▶ _WHAT NEEDS TO BE DONE_
Please pull out every line of the items below that contains the string "tree", matching upper and lower case exactly.

--- Start ---

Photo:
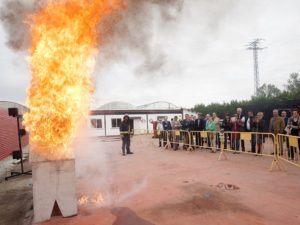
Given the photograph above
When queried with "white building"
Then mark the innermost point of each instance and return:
(105, 120)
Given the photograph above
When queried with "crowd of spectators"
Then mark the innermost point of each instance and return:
(239, 122)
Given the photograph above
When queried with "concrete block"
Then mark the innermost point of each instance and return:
(53, 181)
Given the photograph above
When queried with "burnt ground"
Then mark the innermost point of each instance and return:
(16, 198)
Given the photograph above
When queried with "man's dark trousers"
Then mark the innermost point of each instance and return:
(126, 144)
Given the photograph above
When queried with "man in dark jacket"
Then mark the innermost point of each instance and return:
(199, 126)
(248, 126)
(125, 132)
(167, 129)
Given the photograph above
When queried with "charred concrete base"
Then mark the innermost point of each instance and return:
(53, 189)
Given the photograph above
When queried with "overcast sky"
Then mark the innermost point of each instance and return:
(203, 55)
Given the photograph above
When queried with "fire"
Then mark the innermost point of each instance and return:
(62, 55)
(97, 199)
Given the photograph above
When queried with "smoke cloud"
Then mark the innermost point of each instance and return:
(131, 29)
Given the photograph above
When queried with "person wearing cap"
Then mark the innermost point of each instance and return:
(125, 132)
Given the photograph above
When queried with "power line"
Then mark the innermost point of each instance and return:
(255, 46)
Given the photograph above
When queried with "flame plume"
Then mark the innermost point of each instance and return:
(62, 54)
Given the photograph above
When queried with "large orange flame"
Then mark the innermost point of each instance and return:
(64, 45)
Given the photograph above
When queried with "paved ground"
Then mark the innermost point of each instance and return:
(163, 187)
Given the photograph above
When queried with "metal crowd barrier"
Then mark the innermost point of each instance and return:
(279, 147)
(288, 149)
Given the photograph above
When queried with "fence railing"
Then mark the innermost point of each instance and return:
(278, 147)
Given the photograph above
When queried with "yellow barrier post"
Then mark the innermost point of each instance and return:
(276, 161)
(190, 148)
(168, 144)
(222, 153)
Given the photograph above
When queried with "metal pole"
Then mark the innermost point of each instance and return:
(20, 144)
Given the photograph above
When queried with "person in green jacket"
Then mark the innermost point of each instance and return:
(211, 128)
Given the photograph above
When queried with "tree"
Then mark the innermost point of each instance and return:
(293, 86)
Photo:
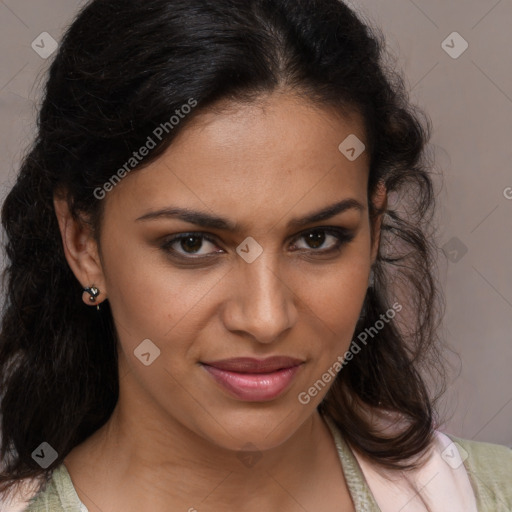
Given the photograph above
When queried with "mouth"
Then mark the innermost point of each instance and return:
(254, 380)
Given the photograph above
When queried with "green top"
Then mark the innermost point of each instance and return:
(489, 467)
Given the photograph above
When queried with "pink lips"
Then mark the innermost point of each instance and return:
(254, 380)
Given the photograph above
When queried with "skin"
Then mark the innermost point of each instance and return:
(174, 438)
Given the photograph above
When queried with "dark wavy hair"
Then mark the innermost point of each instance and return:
(123, 68)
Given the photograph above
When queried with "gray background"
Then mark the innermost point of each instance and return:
(468, 98)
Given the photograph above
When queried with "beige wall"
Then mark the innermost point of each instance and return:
(469, 99)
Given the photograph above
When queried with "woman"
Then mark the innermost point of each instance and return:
(221, 290)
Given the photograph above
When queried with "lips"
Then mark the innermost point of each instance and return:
(252, 379)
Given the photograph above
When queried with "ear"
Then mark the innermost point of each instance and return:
(80, 249)
(379, 200)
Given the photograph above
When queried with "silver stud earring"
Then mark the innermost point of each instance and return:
(93, 293)
(371, 279)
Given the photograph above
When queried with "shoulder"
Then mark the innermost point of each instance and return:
(58, 495)
(489, 467)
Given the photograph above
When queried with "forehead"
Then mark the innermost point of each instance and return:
(265, 157)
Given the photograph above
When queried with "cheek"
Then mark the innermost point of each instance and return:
(335, 293)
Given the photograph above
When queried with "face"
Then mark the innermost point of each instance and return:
(261, 279)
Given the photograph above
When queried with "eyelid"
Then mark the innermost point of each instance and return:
(343, 236)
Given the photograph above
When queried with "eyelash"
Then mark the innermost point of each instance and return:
(342, 235)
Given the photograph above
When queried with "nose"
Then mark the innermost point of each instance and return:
(262, 304)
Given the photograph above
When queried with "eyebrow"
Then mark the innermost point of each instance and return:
(211, 221)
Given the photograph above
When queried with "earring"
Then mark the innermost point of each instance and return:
(93, 293)
(371, 279)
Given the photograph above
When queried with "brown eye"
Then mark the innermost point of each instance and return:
(189, 244)
(318, 238)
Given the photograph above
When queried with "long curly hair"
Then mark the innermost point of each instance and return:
(125, 67)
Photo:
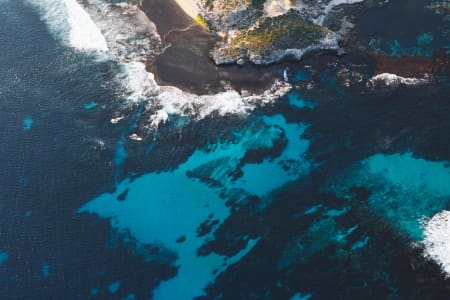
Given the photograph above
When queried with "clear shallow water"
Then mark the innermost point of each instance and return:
(292, 202)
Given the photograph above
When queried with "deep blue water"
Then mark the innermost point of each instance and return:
(319, 196)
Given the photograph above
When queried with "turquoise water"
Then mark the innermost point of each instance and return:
(171, 212)
(405, 190)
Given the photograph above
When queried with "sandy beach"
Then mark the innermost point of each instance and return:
(186, 62)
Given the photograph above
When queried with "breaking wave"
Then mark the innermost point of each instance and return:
(122, 32)
(72, 24)
(437, 240)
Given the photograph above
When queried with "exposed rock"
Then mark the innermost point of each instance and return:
(267, 31)
(392, 80)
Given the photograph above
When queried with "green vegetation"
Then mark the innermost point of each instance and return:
(199, 19)
(286, 31)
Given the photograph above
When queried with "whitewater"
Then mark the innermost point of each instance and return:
(121, 32)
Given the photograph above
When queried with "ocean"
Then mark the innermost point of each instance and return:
(116, 186)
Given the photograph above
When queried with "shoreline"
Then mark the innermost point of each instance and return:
(186, 62)
(189, 7)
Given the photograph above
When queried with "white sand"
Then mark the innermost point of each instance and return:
(190, 7)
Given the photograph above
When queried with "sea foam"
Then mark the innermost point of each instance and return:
(70, 22)
(437, 239)
(124, 34)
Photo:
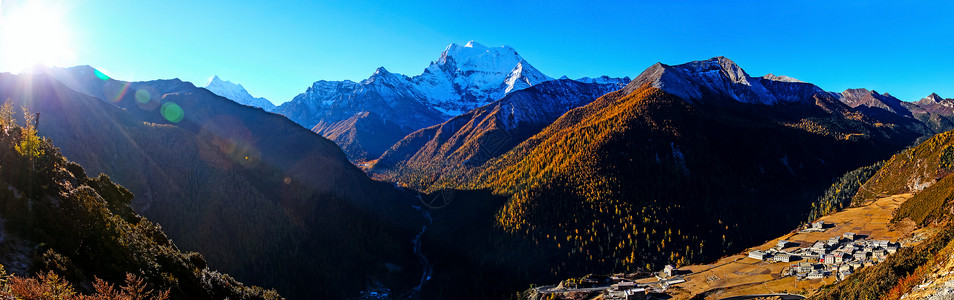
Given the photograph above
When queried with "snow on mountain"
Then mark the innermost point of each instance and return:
(469, 76)
(603, 80)
(463, 78)
(781, 78)
(721, 76)
(237, 93)
(872, 101)
(932, 98)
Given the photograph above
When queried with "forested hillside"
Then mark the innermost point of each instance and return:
(634, 181)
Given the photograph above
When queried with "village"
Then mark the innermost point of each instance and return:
(836, 257)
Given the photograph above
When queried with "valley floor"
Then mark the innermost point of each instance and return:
(740, 275)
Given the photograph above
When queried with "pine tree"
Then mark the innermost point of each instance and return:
(29, 143)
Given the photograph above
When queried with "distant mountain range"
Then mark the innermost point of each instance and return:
(537, 178)
(236, 92)
(365, 118)
(686, 163)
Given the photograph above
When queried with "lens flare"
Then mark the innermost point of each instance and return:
(172, 112)
(115, 92)
(35, 32)
(143, 96)
(100, 75)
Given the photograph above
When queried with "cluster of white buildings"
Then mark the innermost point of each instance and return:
(623, 289)
(838, 256)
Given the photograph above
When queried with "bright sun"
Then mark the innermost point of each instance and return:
(33, 32)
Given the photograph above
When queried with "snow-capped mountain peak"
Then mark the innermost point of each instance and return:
(469, 76)
(781, 78)
(933, 97)
(236, 92)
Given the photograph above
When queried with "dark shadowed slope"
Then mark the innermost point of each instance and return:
(58, 220)
(641, 177)
(268, 201)
(479, 135)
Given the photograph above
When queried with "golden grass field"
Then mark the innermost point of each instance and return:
(739, 275)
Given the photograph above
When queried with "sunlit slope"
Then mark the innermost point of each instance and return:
(646, 178)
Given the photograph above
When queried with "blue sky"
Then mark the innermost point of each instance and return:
(276, 49)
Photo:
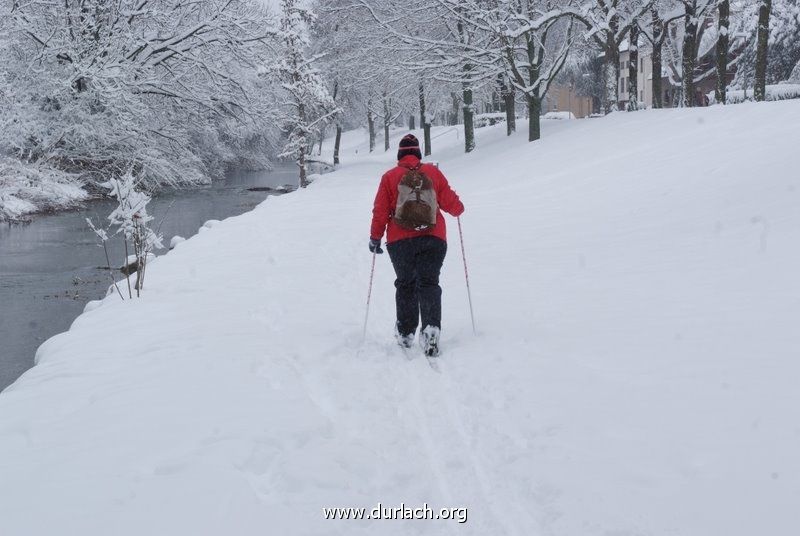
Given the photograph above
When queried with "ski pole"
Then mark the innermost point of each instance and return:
(466, 275)
(369, 295)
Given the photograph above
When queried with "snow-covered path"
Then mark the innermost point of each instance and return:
(635, 287)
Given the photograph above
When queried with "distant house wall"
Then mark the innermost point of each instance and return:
(561, 98)
(644, 81)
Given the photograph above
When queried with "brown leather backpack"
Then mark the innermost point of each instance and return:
(416, 202)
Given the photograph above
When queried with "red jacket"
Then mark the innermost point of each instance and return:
(386, 202)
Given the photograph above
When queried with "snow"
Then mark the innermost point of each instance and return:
(635, 289)
(27, 189)
(782, 91)
(559, 115)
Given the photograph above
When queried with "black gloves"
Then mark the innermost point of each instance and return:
(375, 246)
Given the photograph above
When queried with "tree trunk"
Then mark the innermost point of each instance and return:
(611, 72)
(658, 42)
(723, 40)
(469, 124)
(762, 42)
(453, 121)
(301, 153)
(689, 52)
(633, 69)
(337, 144)
(509, 100)
(534, 111)
(423, 121)
(386, 123)
(371, 126)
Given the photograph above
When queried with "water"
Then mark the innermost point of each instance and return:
(51, 267)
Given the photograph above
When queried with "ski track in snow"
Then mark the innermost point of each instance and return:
(633, 373)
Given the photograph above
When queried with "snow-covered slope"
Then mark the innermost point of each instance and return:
(635, 288)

--- End ---

▶ _FULL SOLUTION_
When queried with "tree"
When queried with "pine tree"
When queried with "tree trunk"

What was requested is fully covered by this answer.